◆ **Listed records**

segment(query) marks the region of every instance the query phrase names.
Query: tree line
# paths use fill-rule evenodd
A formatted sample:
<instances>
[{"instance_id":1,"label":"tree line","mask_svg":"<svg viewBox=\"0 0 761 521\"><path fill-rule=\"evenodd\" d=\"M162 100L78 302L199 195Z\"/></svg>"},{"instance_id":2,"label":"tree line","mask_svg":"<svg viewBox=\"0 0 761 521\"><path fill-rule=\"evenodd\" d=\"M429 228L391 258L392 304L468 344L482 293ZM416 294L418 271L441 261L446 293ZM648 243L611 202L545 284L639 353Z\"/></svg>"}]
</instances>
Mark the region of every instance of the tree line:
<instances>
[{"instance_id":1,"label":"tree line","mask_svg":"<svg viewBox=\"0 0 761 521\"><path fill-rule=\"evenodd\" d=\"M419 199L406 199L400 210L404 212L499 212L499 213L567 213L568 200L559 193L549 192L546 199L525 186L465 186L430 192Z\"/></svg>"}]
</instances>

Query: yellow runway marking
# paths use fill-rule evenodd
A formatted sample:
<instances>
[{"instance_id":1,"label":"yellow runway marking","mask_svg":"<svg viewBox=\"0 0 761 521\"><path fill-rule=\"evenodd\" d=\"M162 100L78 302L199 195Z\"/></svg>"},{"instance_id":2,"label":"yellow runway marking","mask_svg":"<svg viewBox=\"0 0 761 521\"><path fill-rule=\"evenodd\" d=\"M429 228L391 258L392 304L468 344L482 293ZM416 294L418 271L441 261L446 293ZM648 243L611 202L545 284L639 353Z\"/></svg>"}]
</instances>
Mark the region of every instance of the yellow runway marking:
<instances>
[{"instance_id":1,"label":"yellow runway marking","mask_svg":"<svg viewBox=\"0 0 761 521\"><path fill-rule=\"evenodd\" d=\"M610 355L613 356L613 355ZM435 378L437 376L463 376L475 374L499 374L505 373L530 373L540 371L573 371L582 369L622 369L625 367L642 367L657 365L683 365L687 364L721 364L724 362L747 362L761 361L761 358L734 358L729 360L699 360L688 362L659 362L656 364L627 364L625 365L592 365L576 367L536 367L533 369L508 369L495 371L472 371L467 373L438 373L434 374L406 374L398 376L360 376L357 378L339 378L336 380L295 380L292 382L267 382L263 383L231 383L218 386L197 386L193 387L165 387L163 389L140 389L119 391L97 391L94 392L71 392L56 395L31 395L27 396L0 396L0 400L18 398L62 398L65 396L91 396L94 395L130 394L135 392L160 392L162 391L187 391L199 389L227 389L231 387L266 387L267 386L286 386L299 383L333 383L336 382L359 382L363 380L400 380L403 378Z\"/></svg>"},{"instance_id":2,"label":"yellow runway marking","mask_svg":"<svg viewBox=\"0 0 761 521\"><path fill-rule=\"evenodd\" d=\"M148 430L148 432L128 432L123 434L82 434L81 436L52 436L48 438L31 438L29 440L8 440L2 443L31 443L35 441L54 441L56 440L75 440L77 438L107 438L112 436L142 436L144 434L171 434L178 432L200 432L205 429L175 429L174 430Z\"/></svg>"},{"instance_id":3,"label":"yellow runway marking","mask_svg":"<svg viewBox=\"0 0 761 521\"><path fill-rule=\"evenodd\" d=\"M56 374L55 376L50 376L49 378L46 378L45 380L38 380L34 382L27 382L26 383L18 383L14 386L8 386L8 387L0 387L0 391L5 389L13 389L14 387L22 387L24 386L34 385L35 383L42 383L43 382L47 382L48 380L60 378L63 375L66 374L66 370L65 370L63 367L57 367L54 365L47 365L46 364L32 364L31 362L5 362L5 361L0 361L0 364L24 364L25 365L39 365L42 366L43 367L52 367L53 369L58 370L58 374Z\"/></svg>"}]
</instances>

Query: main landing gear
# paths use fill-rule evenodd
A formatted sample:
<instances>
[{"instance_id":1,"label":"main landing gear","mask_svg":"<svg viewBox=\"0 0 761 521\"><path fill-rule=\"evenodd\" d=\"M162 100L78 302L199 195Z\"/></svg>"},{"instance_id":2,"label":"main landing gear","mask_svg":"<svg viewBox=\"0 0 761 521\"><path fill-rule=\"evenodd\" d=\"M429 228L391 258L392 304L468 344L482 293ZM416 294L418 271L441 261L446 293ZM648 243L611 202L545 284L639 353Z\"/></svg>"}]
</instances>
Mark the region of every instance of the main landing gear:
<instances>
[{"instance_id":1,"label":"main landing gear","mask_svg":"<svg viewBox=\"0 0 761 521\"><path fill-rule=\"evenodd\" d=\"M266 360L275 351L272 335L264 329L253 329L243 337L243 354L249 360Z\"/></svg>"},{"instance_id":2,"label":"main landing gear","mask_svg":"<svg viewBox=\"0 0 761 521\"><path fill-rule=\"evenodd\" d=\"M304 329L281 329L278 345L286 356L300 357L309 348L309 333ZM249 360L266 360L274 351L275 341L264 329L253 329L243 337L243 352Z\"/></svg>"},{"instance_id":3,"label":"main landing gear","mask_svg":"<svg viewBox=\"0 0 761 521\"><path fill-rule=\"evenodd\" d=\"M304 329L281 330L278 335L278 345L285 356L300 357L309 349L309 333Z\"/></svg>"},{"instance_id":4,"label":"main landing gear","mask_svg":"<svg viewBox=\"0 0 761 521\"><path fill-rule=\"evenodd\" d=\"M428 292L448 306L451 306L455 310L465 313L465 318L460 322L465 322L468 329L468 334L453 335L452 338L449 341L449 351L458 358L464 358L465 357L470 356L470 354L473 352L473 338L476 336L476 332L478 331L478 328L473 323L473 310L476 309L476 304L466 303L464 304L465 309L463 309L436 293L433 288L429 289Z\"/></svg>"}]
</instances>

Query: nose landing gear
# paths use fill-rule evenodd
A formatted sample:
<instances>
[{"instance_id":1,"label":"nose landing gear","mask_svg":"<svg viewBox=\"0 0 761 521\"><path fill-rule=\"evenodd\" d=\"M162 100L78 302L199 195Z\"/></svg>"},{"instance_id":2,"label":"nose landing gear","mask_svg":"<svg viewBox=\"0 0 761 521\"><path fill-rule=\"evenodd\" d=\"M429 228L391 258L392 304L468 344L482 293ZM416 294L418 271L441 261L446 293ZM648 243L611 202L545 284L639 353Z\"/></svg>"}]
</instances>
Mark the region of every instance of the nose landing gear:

◆ **What you should do**
Copy out the rows above word for word, starting at the very first line and ending with the line that contains "Mark the region of every instance of the tree", with both ends included.

◆ **Reply to the task**
segment(query) marks the region of every instance the query phrase names.
Query: tree line
# paths use fill-rule evenodd
A formatted sample:
<instances>
[{"instance_id":1,"label":"tree line","mask_svg":"<svg viewBox=\"0 0 761 521\"><path fill-rule=\"evenodd\" d=\"M162 100L78 302L199 195Z\"/></svg>"},{"instance_id":2,"label":"tree line","mask_svg":"<svg viewBox=\"0 0 761 521\"><path fill-rule=\"evenodd\" d=\"M429 228L391 258L392 304L468 344L482 293ZM416 294L418 271L441 261L446 293ZM648 243L611 202L545 284L639 353Z\"/></svg>"}]
</instances>
Mark the region of every instance of the tree line:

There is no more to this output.